§ GIVEN PROBLEM 1
Answer these from the text on real-time output gap estimates:
(a) Which figures show examples for n=1, 2, and 4?
(b) In what period does the biggest discrepancy between the real-time and final cycles occur?
(c) Between which years do the n=1 and n=4 revision series follow each other closely?
§ GIVEN PROBLEM 2
How many lines of the listing contain the string "Return"? Case counts; give only the number.

Tables 10 and 11 show the revision statistics for the real-time output gap estimates from the bivariate model. For all orders  n, the  Corr measure is higher than in table 6, and the Std and RMSE are lower. Also, the NS measure is lower and the CoSign larger for the bivariate models. Overall, the results show considerable improvement in the accuracy of real-time estimates. For all higher order models, the performance is better than for  n=1 on all reliability measures except for CoSign. The success of the models with  n\geq2 may be linked to their providing a better description of the dynamics of CU and GDP over most of the available vintages. Indeed, the models for  n\geq2 produce more highly correlated cycles between CU and GDP, and as  n increases, more irregular movements are removed, which may lead to a clearer, more accurate signal being generated by the model.

Examples are shown in figures 13, 14, and 15 for  n=1,2, and 4. The real-time and final cycles track each other fairly well over much of the sample period. The cycles tend to be close in the early phase of recessions. In the case of the 1990-1 recession, it appears that the downturn in the real-time cycle leads the decline in the final cycle by a slight margin. The biggest discrepancy in the cycles occurs in the period following the 1990-1 recession, where the real-time cycle appears to overestimate the extent of the fall in output and then makes a late call in marking the start of the upturn. On the other hand, the magnitude of this discrepancy dimishes for larger  n, as seen from inspection of the graphs or from inspection of the measure  Max in table 8. Overall, there are several stretches where the real-time and final estimates show the same timing and kinds of transitions, even though their values may differ. For instance, in the recovery after the 1981-2 recession, there is a good deal of accuracy in timing the turning point, even though the level of the real-time estimate soon departs from that of the final estimate as the real-time estimate accelerates upward more quickly.

Figure 16 shows the revisions series for both  n=1 and 4. The series follow each other closely at certain times, for instance, 1986 to 1990, but at other times, the  n=4 revisions are clearly more favorable. Especially noticeable is the period 1991 to 1993, where the graph shows the revisions for  n=1 reaching about twice the value for  n=1. Between 1996 and 1998, and between 2000 and 2002, the series for  n=4 is clearly smaller in magnitude. This improved performance may be due to the combination of having more noise removed from the signal (output gap), as well as linking the "cleaner" signals in the two series through the assumption of correlated components.

§ RAW RECORDS
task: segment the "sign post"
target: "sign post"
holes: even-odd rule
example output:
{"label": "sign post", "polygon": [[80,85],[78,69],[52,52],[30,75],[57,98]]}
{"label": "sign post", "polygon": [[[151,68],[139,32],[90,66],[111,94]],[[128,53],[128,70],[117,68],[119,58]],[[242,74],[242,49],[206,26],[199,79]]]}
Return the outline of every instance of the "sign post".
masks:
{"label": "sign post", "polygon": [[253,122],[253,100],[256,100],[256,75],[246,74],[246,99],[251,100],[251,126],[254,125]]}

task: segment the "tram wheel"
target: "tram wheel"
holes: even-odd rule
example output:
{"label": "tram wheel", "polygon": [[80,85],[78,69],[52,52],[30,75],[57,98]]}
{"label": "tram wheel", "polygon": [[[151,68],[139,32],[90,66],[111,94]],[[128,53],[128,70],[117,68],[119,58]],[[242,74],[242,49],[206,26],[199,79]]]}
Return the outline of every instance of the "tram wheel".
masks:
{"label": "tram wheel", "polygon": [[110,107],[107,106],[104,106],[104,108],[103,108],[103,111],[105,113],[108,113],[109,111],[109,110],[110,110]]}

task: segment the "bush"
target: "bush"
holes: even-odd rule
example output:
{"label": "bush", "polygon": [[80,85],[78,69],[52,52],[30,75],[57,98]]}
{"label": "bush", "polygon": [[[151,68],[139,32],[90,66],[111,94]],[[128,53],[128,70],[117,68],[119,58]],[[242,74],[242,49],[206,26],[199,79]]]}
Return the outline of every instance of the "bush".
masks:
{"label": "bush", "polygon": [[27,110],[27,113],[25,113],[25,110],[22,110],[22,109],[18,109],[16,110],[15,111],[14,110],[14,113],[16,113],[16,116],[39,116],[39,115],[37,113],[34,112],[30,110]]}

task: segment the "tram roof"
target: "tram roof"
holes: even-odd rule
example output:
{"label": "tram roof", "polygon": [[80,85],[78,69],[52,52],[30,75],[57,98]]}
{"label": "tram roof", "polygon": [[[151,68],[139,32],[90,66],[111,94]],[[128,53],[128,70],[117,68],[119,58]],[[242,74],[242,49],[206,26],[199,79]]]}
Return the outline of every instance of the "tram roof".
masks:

§ FULL ANSWER 1
(a) Figures 13, 14, and 15
(b) The period following the 1990-1 recession
(c) 1986 to 1990

§ FULL ANSWER 2
4